Dataset items
(begin)
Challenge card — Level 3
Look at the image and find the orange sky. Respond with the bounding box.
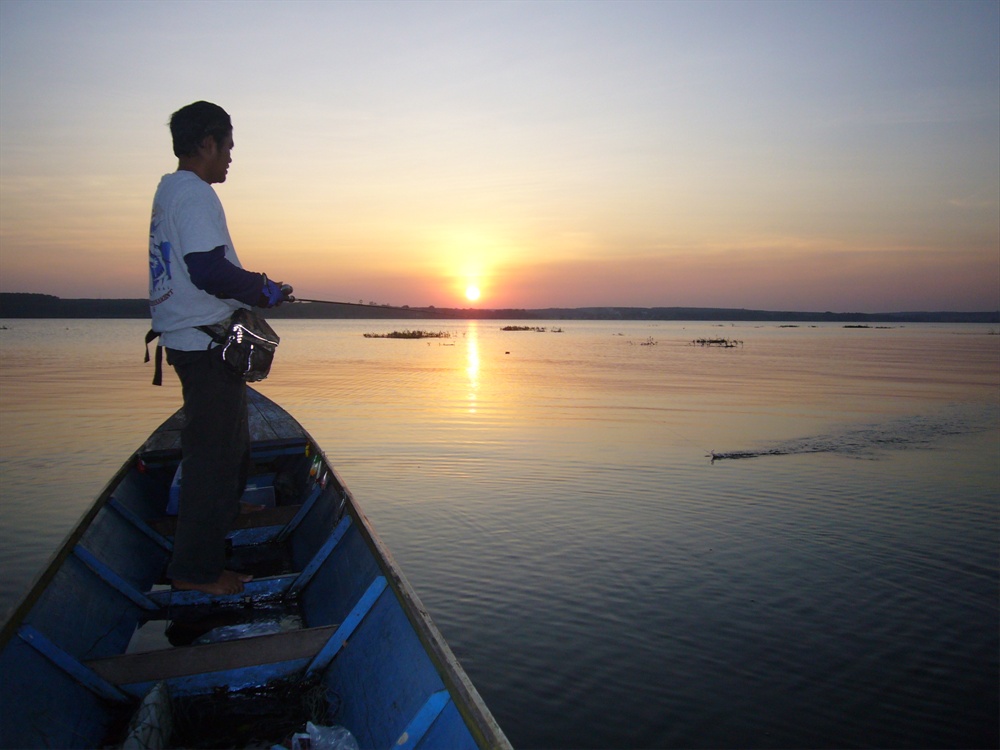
[0,0,1000,312]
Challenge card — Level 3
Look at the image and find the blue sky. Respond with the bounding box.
[0,0,1000,311]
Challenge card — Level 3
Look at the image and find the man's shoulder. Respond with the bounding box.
[156,170,218,203]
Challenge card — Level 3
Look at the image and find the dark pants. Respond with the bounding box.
[167,349,250,583]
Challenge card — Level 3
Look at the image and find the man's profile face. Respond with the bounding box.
[202,132,234,184]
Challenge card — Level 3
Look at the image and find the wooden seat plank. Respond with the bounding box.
[86,625,337,685]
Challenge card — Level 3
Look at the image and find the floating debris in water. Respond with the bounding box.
[364,331,451,339]
[705,408,1000,463]
[691,338,743,349]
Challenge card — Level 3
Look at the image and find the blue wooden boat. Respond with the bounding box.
[0,390,510,750]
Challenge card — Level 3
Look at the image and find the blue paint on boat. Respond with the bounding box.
[0,391,510,750]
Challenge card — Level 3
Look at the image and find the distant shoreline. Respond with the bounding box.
[0,292,1000,323]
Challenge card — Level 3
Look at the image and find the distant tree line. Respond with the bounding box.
[0,292,1000,323]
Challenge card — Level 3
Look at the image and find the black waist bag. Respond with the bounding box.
[198,307,281,383]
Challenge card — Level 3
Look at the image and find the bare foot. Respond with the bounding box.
[172,570,253,596]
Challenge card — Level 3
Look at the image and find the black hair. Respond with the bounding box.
[170,102,233,158]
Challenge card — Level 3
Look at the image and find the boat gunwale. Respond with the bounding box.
[0,389,512,750]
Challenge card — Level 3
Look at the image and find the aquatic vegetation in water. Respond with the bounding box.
[364,331,451,339]
[691,338,743,349]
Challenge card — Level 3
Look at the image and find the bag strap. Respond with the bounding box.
[143,328,163,385]
[195,324,229,344]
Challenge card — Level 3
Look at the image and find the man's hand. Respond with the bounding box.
[257,276,292,307]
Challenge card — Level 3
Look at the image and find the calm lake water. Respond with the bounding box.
[0,320,1000,748]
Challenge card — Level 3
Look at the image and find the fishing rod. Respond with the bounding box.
[281,284,450,317]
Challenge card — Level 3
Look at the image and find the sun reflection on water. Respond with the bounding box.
[465,320,479,414]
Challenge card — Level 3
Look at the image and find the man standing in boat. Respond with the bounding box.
[149,102,288,595]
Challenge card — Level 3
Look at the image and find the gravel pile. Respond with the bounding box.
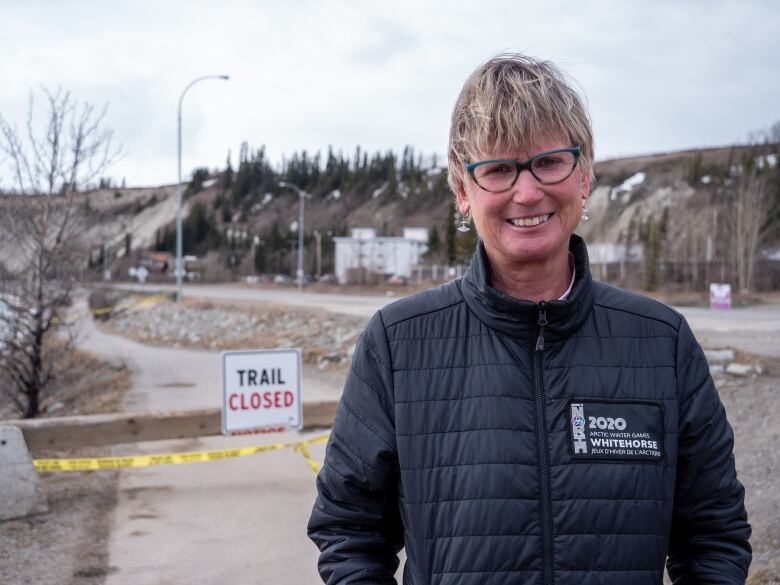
(end)
WHAT THIS TASK INVOLVES:
Reproduce all of the lines above word for word, omitting the pictures.

ANSWER FOR THE TASK:
Challenge card — Level 3
Look at the image and find the orange sky. Respond with the bounding box.
[0,0,1000,312]
Challenge card — Level 3
Look at the image and find the blue sky. Respond with the bounding box.
[0,0,1000,311]
Challenge card — Level 3
Look at the image and find the man's shoulder. Respond with the bounding box.
[156,170,218,203]
Challenge card — Level 3
Look at the image and find the dark pants. Respond with the bounding box.
[167,349,250,583]
Challenge card — Level 3
Look at the image and find the man's profile face. Respond with the bounding box.
[202,132,234,184]
Challenge card — Level 3
Look at the image and find the wooden seat plank. Respond with the bounding box.
[86,625,337,685]
Challenge card — Level 3
Look at the image and find the floating debris in water. Respond with the bounding box.
[364,331,451,339]
[705,408,1000,463]
[691,338,743,349]
Challenge card — Level 3
Look at the image and find the blue wooden boat. Respond with the bounding box.
[0,390,510,750]
Challenge card — Level 3
Look at the image and find the blue paint on boat. Respond with the bounding box.
[0,391,510,750]
Challenge card — Level 3
Look at the image and find the distant shoreline. Respond with the bounding box.
[0,292,1000,323]
Challenge card — Level 3
Look at the image and find the distant tree line. Respond with the bounding box.
[0,292,1000,323]
Challenge card — Level 3
Look at the image and find the black waist bag. Respond with the bounding box.
[198,307,281,383]
Challenge card — Level 3
Look at the image and find the bare foot. Respond with the bounding box.
[172,570,253,596]
Challenge card — Level 3
Look at the image and find the black hair. Respond with the bounding box.
[170,102,233,158]
Challenge card — Level 3
Look at the image and find the boat gunwale. Respond with the bounding box.
[0,389,512,750]
Challenge card — Level 3
Look at the image and find the aquatic vegetation in water. Respond with the bounding box.
[364,331,451,339]
[691,338,743,349]
Challenge card — Level 3
Look at the image and find the bag strap. Respond with the bounding box.
[143,328,163,385]
[195,324,229,344]
Challenge card — Level 3
Look at the image and find the man's hand. Respond with the bounding box.
[257,276,292,307]
Challenge card — Level 3
Look at the image and find the calm lake water. Respond with the bounding box.
[0,320,1000,748]
Challenge card — Level 3
Look at the image and find the fishing rod. Respond with the bounding box.
[281,284,450,317]
Challenge card — Level 3
Look at the image and find the sun reflection on water. Respond with the bounding box.
[465,320,479,414]
Challenge card — Level 3
Look at the image and find the man standing in boat. Respond with the bounding box.
[149,102,288,595]
Challenge card — Level 3
Look at the image and find the gravel pile. Respond with the bounding box.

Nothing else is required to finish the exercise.